Исходный текст -
У Юнга символ становится над понятием, но он вне понятия, ибо не имеет собственной сущности, так как только обозначает действие Законов и принципов. Символ – средство договора участников церемониала, т.е. «входа-выхода», и если пропущено среднее связующее звено ритуала, то он сам по себе мертв. А потому символизм не может быть способом миропонимания, Тем более, соединение разнородных символов, взятых из традиций Востока и Запада, «стилистический плюрализм» художников и поэтов символизма – только яркий витраж культурных срезов, не более того. Но лихорадочный интуитивист А.Белый прозорлив в будущей роли символа как коммуникативной функции в передаче сущностной взаимосвязи явлений, через объемный, пластический образ вибраций и ритмов, а так же как способ сокрытия, побуждающий через необъяснимую рационально тоску по горнему, устремляться к высшей цели существования.
Загадка символа (не имеющая само по себе разгадки, как и загадка Сфинкса) «подталкивает падающего» к интуитивно-метафорическому познанию себя в соотношении с миром явлений, но «падение» познающего продолжается до точки – центра Лабиринта Бытия, до внезапного исчезновения себя и всего в бесконечно едином, и далее вновь возвращение к новой возможности познания. И только игра дает абсолютный объем возможностей, как опыт проб самого себя. Единственно игра позволяет раздвинуть тиски страха и максимально непринужденно погрузиться в самого себя.
Таким образом, игровой принцип является неотъемлемым качеством и необходимым условием «идеальной модели мироощущения».
Может показаться, что мы излишне подробно останавливаемся на вопросах, не имеющих, на первый взгляд, отношения к предмету нашего исследования – эволюции любительских форм сценической культуры. Но, говоря о культовом происхождении «Театрона» как явления, мы приближаемся к пониманию (не определению) его сущности, общей для всех сверхсистем.
Условно обозначим, что «идеациональной сверхсистеме» присуще неразрывное единство церемоний и ритуалов, т.е. внешнего и внутреннего. «Идеалистическая сверхсистема начинает переход к их разрушению. «Чувственное искусство», профессиональное, носит чисто внешний, «церемониальный» характер. Но сущность объективна в действии своих законов независимо от временных установок и искажений. В этой, чисто условной, схеме «конструктивное любительство» имеет принцип и м п у л ь с а воссоздания утраченного единства на основе «идеальной модели мироощущения», с присущей ей подвижностью и видоизменяемостью.

Предоставленные данные -
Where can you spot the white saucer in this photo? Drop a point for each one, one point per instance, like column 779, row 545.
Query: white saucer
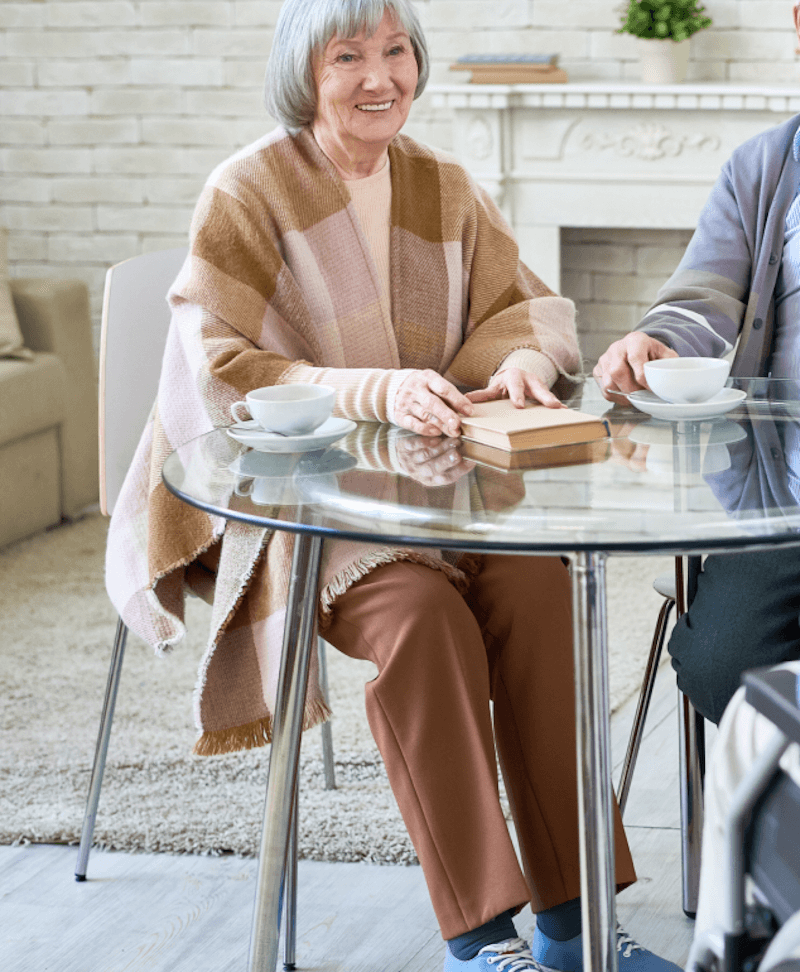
column 722, row 402
column 252, row 435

Задания к упражнению -
• 1. Изложите исходный текст в двух предложениях.
• 2. Ответьте на вопросы по исходному тексту:
(а) Почему символ не имеет собственной сущности?
(б) Что единственно позволяет раздвинуть тиски страха?
(в) Какой характер носит «чувственное искусство»?
• 3. Пожалуйста, определите, согласуется ли каждое утверждение с исходным текстом. Ответьте «да» или «нет» и приведите точную цитату, которая это решает.
(а) Символ остается живым и без среднего связующего звена ритуала.
(б) Загадка символа сама по себе имеет разгадку.
(в) Игровой принцип является необходимым условием «идеальной модели мироощущения».
При ответах опирайтесь только на исходный текст.

Ответы к заданиям -
• 1. По Юнгу, символ лишь обозначает действие законов и принципов и без среднего связующего звена ритуала мертв, поэтому символизм не может быть способом миропонимания, хотя А. Белый прозорливо предвидел коммуникативную роль символа. Игровой принцип назван неотъемлемым качеством и необходимым условием «идеальной модели мироощущения», а «конструктивное любительство» несет импульс воссоздания утраченного единства на ее основе.

• 2.
(а) Символ только обозначает действие Законов и принципов.
(б) Игра.
(в) Чисто внешний, «церемониальный».

• 3.
(а) Нет: «если пропущено среднее связующее звено ритуала, то он сам по себе мертв».
(б) Нет: «не имеющая само по себе разгадки».
(в) Да: «игровой принцип является неотъемлемым качеством и необходимым условием».